→ What the task asks
Go over the data and keep only the lines that include "beam".

→ Extracted data

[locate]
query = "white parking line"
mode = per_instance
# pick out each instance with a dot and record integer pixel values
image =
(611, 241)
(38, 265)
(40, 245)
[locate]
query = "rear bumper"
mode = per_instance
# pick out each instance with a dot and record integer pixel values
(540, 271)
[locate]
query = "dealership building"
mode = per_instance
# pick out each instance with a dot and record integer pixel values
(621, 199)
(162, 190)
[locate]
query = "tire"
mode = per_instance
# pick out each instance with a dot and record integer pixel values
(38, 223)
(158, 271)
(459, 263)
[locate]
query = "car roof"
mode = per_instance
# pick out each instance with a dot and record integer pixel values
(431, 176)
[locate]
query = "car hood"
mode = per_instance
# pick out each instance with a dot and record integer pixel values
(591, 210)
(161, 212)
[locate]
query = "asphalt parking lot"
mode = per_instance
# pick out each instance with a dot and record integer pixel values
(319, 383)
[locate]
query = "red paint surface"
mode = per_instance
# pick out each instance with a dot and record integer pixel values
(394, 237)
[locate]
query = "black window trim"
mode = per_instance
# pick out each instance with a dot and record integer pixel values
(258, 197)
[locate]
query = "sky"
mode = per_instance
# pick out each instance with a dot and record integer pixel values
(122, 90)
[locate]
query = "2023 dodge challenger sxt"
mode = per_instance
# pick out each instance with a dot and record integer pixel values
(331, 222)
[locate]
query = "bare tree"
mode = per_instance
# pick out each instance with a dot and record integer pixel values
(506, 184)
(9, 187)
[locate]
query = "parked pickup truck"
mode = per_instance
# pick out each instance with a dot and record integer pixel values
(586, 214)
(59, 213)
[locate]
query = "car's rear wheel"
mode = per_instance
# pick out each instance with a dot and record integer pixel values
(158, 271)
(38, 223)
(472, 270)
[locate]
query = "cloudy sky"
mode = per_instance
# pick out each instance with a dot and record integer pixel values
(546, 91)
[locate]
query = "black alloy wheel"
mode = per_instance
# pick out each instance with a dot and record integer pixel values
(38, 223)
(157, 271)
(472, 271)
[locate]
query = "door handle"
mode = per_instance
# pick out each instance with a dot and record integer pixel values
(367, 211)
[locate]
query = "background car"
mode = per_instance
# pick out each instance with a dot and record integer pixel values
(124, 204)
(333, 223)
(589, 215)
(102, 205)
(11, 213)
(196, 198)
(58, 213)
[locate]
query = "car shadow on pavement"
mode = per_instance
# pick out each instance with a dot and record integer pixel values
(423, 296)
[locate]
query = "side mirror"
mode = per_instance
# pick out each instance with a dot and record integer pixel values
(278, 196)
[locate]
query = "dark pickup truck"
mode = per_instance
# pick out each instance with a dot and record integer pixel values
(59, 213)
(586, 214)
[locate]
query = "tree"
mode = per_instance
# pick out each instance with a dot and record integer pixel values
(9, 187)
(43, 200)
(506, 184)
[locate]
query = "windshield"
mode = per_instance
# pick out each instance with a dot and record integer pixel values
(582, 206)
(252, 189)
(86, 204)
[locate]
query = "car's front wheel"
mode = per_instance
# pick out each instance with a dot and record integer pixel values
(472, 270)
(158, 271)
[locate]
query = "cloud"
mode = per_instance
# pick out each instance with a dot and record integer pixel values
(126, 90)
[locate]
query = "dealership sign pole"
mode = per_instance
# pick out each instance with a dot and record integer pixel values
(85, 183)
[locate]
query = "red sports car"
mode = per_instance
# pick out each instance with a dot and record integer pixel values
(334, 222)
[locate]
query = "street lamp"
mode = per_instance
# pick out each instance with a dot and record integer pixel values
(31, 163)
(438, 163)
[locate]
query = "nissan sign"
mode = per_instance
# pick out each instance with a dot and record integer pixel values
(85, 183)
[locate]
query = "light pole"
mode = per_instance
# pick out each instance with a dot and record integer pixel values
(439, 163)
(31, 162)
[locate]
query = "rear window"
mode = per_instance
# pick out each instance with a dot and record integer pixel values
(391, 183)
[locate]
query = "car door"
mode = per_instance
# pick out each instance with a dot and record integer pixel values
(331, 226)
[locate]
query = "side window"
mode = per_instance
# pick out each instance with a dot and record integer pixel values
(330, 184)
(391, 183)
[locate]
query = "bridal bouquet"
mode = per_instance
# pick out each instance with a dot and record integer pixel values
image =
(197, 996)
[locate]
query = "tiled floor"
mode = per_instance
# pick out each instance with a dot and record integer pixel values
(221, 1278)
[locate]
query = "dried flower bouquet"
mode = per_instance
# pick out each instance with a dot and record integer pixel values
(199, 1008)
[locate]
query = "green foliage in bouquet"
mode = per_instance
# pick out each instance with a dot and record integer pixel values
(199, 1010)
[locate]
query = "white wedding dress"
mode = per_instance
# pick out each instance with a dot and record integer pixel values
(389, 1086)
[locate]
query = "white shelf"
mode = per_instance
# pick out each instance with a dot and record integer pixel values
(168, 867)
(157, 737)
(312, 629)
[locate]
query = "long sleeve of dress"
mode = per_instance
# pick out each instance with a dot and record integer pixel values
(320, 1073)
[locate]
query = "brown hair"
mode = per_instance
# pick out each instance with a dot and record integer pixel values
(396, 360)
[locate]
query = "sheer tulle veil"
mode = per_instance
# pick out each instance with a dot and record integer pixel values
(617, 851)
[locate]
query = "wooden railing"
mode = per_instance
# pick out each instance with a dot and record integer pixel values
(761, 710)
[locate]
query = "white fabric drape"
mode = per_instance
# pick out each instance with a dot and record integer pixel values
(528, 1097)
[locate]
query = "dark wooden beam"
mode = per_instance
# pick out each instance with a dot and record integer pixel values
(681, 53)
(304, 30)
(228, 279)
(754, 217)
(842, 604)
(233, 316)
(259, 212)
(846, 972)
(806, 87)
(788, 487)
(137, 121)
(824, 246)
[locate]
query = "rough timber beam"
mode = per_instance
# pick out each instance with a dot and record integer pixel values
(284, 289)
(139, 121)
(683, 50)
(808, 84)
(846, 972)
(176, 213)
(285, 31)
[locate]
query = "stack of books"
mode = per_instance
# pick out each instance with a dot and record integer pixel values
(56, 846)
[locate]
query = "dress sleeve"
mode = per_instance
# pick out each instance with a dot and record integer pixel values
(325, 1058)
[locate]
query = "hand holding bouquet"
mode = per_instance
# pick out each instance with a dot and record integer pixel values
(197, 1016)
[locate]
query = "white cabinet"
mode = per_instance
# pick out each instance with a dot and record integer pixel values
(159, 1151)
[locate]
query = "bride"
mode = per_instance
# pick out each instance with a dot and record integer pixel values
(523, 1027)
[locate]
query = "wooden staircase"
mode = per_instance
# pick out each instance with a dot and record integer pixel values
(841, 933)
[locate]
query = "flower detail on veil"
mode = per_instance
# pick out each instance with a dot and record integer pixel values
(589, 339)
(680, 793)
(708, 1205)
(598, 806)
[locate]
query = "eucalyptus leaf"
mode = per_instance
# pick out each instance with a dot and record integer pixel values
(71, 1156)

→ Answer below
query = "dark wooden beam"
query = "rough timber beam"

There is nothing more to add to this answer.